* [YANG PERLU DIKERJAKAN]:
Lanjutkan tulisan tentang orang-orang yang merugi di bulan Ramadan, mulai dari bagian terakhir yang tampak.

* [TEKS YANG DITAMPILKAN]:
==============================
Sudah
semestinya kedatangan Ramadan kita sambut dengan suka cita dan kita isi bulan
suci itu dengan segala aktivitas yang bernilai ibadah. Pada bulan itulah
pintu-pintu surga dibuka, doa orang-orang yang berpuasa dikabulkan, dosa-dosa
yang telah lalu diampuni (dilebur hingga tandas), dan pahala puasa diberikan oleh
Allah dengan lipatan yang tiada terkira. Sayangnya, kemuliaan dan keutamaan
Ramadan ini tidak dimanafaatkan secara sungguh-sungguh oleh sebagian orang
sehingga jadilah mereka termasuk orang-orang merugi.
Siapakah
sajakah yang merugi pada bulan Ramadan?
1.
Orang yang tidak
berpuasa tanpa ada udzur syar’i.
Ada
dua kategori orang yang tidak berpuasa:
Pertama, orang yang (terpaksa) tidak
berpuasa karena ada udzur syar’i (alasan yang bisa diterima syariat). Apa saja
udzur syar’i itu? Yaitu: (1) orang yang sakit, (2) orang yang sedang dalam
perjalanan jauh (musafir), (3) orang yang tidak kuat lagi berpuasa karena berusia
renta, (4) wanita hamil, dan (5) wanita yang menyusui.
Kedua, orang yang tidak (mau)
berpuasa karena tidak ada udzur syar’i. Orang seperti ini enggan berpuasa dikarenakan
ndableg, ogah, atau malas. Terhadap orang seperti ini, para ulama
membagi hukum keislaman mereka ke dalam dua bagian.
a.
Tetap dihukumi
Islam jika dia tetap meyakini bahwa puasa Ramadan adalah wajib. Hanya saja, karena
kemalasannya dia tidak berpuasa. Jika meninggal, dia tetap diperlakukan sebagai
jenazah muslim; dimandikan, dikafani, dishalati, dan dimakamkan.
b.
==============================
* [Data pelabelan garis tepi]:
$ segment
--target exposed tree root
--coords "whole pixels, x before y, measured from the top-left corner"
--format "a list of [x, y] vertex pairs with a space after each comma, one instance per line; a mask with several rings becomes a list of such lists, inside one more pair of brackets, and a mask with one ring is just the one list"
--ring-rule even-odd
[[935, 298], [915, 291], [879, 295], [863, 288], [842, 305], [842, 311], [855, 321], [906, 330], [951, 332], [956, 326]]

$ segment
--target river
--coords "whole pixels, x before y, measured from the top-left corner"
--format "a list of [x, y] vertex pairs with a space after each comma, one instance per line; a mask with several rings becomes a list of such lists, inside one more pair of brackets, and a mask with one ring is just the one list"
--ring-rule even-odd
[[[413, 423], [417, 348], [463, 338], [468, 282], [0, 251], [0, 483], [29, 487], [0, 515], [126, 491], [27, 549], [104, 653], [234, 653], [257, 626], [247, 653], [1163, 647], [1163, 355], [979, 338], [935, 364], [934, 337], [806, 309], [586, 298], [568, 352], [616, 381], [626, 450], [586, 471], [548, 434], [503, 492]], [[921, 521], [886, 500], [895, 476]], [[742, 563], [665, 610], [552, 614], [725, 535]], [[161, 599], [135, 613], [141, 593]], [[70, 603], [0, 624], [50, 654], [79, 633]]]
==============================
* [JAWABAN]:
Dihukumi keluar
dari Islam jika dia tidak lagi meyakini kewajiban puasa Ramadan. Dengan angkuhnya
dia meyakini dan mengatakan bahwa puasa Ramadan itu tidak wajib. Jika meninggal,
dia tidak berhak diperlakukan sebagai jenazah muslim, tetapi jenazah nonmuslim.
2.
Orang yang tidak
memedulikan thalabul ilmi asy-syar’i (mencari ilmu syariat) yang
berkenaan dengan puasa. Sehingga mengakibatkan kejahilan dirinya terhadap
hal-hal yang membatalkan puasa. Tersebab itulah dia menjadi tidak sadar atau
tidak tahu manakala melakukan perkara yang membatalkan puasa.
Orang yang tidak tahu tentang hukum memang dima’fu
alias dimaafkan oleh Allah. Tetapi, jika ketidaktahuannya dikarenakan keengganannya
belajar maka tidak dimaafkan.
3.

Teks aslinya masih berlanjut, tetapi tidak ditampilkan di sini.